=== DIRECTIVE ===
Copy each line exactly.
-- Start of RECORDS SUPPLIED --
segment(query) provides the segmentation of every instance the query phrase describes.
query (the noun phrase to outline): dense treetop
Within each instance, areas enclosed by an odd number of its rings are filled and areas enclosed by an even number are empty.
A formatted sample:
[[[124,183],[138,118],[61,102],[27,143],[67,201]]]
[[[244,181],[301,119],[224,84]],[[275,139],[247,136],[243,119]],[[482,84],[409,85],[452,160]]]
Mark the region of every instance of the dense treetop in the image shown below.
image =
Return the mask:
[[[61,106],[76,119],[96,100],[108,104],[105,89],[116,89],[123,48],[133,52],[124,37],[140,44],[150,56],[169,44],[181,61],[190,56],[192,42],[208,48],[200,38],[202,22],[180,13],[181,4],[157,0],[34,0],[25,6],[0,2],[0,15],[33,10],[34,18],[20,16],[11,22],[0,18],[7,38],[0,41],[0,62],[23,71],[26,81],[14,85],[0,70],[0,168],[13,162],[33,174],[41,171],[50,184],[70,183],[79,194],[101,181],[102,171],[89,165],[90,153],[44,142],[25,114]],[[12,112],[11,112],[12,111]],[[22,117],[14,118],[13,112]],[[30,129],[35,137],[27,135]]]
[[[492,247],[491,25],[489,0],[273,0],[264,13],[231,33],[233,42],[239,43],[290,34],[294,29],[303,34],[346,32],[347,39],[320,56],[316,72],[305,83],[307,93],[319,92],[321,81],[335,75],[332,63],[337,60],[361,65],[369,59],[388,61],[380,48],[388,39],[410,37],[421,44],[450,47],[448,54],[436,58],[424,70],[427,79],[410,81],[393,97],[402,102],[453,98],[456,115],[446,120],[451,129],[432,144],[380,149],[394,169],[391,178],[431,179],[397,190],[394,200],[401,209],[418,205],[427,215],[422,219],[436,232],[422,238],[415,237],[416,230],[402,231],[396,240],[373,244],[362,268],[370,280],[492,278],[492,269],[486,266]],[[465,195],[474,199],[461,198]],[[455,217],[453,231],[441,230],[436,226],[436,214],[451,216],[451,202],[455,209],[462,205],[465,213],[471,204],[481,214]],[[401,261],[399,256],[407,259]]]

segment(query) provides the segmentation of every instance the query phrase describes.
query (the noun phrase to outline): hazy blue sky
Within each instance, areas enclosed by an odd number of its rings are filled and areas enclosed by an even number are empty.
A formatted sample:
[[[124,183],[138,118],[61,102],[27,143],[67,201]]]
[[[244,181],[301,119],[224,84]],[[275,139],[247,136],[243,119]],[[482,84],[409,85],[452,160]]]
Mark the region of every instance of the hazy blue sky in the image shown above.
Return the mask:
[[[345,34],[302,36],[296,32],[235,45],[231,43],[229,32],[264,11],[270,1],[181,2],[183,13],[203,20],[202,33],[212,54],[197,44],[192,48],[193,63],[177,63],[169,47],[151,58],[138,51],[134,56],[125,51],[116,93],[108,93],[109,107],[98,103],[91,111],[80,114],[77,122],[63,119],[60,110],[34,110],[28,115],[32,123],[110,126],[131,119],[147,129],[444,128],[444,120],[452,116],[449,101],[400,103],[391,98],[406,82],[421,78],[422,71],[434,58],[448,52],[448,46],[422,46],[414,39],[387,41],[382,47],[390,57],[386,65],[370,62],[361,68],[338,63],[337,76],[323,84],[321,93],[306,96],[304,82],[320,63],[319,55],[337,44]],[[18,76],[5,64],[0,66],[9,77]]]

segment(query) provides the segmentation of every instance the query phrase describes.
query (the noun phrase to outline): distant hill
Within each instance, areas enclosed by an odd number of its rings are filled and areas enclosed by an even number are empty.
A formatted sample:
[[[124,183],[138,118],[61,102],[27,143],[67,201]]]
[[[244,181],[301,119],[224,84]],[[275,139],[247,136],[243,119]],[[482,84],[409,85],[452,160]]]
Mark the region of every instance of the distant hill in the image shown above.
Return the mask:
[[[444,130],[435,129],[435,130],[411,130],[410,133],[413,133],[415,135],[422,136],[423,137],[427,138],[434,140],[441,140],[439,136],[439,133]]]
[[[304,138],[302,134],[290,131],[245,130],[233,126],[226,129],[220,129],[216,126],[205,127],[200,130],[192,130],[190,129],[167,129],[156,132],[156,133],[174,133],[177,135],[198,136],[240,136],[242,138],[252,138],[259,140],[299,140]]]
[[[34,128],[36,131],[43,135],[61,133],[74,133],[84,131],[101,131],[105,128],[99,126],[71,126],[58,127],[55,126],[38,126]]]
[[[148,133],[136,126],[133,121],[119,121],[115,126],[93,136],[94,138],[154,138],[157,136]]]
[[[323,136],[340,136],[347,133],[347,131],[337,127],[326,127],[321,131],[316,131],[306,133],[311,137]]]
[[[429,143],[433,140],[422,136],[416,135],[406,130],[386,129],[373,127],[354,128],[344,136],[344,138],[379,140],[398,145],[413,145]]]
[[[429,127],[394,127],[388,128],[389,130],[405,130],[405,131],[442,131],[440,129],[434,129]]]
-- End of RECORDS SUPPLIED --
=== CORRECT RESULT ===
segment(query) provides the segmentation of every instance the query phrase describes.
query (the noun phrase to outline): dense treetop
Within each instance, areas enclosed by an odd number of its rings are filled and areas enclosed by an even number are empty.
A formatted sample:
[[[124,183],[138,118],[61,102],[27,143],[67,201]]]
[[[244,181],[301,119],[224,84]],[[275,139],[247,136],[243,119]],[[482,84],[409,85],[452,160]]]
Mark the region of every instance of the dense treetop in the image shown below.
image =
Return the mask:
[[[61,106],[76,119],[96,100],[108,104],[105,89],[116,89],[123,48],[133,52],[124,37],[140,44],[150,56],[169,44],[181,61],[190,56],[192,42],[208,48],[200,38],[202,22],[180,13],[181,4],[157,0],[34,0],[25,6],[0,2],[0,15],[33,10],[34,18],[20,16],[11,22],[0,18],[7,38],[0,41],[0,62],[23,71],[26,81],[14,85],[0,70],[0,168],[13,162],[33,174],[41,171],[50,184],[70,183],[79,194],[101,181],[102,171],[89,165],[90,153],[44,142],[25,114]],[[12,112],[11,112],[12,111]],[[22,117],[14,118],[13,112]],[[30,129],[35,137],[27,135]]]
[[[492,247],[491,25],[489,0],[273,0],[264,13],[231,33],[233,42],[239,43],[290,34],[294,29],[303,34],[346,32],[347,39],[320,56],[316,72],[305,83],[307,93],[319,92],[321,81],[335,75],[332,63],[337,60],[361,65],[369,59],[388,61],[380,48],[388,39],[410,37],[421,44],[450,47],[448,54],[436,58],[424,70],[427,79],[410,81],[393,97],[402,102],[453,98],[456,115],[446,120],[451,129],[432,144],[380,149],[394,169],[391,178],[431,179],[397,190],[394,200],[401,209],[418,205],[427,215],[422,219],[436,232],[422,238],[415,237],[416,230],[402,231],[396,240],[373,244],[362,268],[370,280],[492,278],[492,269],[486,266]],[[465,195],[474,199],[461,198]],[[455,217],[453,231],[441,230],[436,226],[436,214],[451,216],[451,202],[455,209],[462,205],[465,213],[471,204],[481,214]],[[401,261],[399,256],[407,259]]]

segment(query) provides the segmentation of every instance the query phrase describes.
query (the noun phrase to outline): hazy blue sky
Within each instance, areas enclosed by an odd number of its rings are filled and areas enclosed by an even number are empty.
A formatted sample:
[[[124,183],[138,118],[61,102],[27,143],[67,201]]]
[[[244,181],[301,119],[224,84]],[[275,139],[247,136],[243,119]],[[482,84],[409,85],[452,160]]]
Mark the region of every instance of the hazy blue sky in the image shown above.
Return the mask:
[[[345,34],[302,36],[296,32],[235,45],[231,43],[229,32],[264,11],[270,1],[181,2],[183,13],[203,20],[202,33],[212,54],[197,44],[192,48],[193,63],[177,63],[169,47],[151,58],[138,51],[134,56],[125,51],[116,93],[108,93],[109,107],[98,103],[91,111],[80,114],[77,122],[63,119],[60,110],[34,110],[28,115],[32,123],[110,126],[131,119],[147,129],[444,128],[444,120],[452,116],[449,101],[400,103],[391,98],[406,82],[421,78],[422,71],[434,58],[448,52],[448,46],[422,46],[414,39],[387,41],[382,47],[390,57],[386,65],[370,62],[361,68],[338,63],[337,76],[323,84],[321,93],[306,96],[304,82],[320,63],[319,55],[337,44]],[[18,76],[5,64],[0,66],[9,77]]]

segment(query) provides the segmentation of every instance the query phrase describes.
query (the noun phrase to outline): distant hill
Within each instance, areas enclosed by an odd number of its rings are filled and areas enclosed by an even number are empty.
A formatted sample:
[[[124,183],[138,118],[61,102],[27,143],[67,201]]]
[[[244,181],[301,119],[224,84]],[[275,139],[247,136],[243,119]],[[482,84],[409,85],[452,160]]]
Mark the region of every instance of the distant hill in the image shown above.
Return the mask:
[[[444,130],[435,129],[435,130],[411,130],[410,133],[413,133],[415,135],[422,136],[423,137],[427,138],[434,140],[441,140],[439,136],[439,133]]]
[[[304,138],[302,134],[290,131],[245,130],[233,126],[226,129],[220,129],[216,126],[205,127],[200,130],[192,130],[190,129],[167,129],[156,132],[156,133],[174,133],[177,135],[198,136],[240,136],[242,138],[252,138],[259,140],[299,140]]]
[[[34,128],[36,131],[43,135],[61,133],[74,133],[84,131],[101,131],[105,128],[99,126],[71,126],[58,127],[55,126],[38,126]]]
[[[148,133],[136,126],[133,121],[119,121],[115,126],[93,136],[94,138],[154,138],[157,136]]]
[[[323,136],[340,136],[347,133],[347,131],[337,127],[326,127],[321,131],[316,131],[306,133],[311,137]]]
[[[429,143],[433,140],[422,136],[416,135],[406,130],[386,129],[373,127],[354,128],[344,136],[344,138],[379,140],[398,145],[413,145]]]
[[[429,127],[394,127],[388,128],[389,130],[405,130],[405,131],[442,131],[440,129],[434,129]]]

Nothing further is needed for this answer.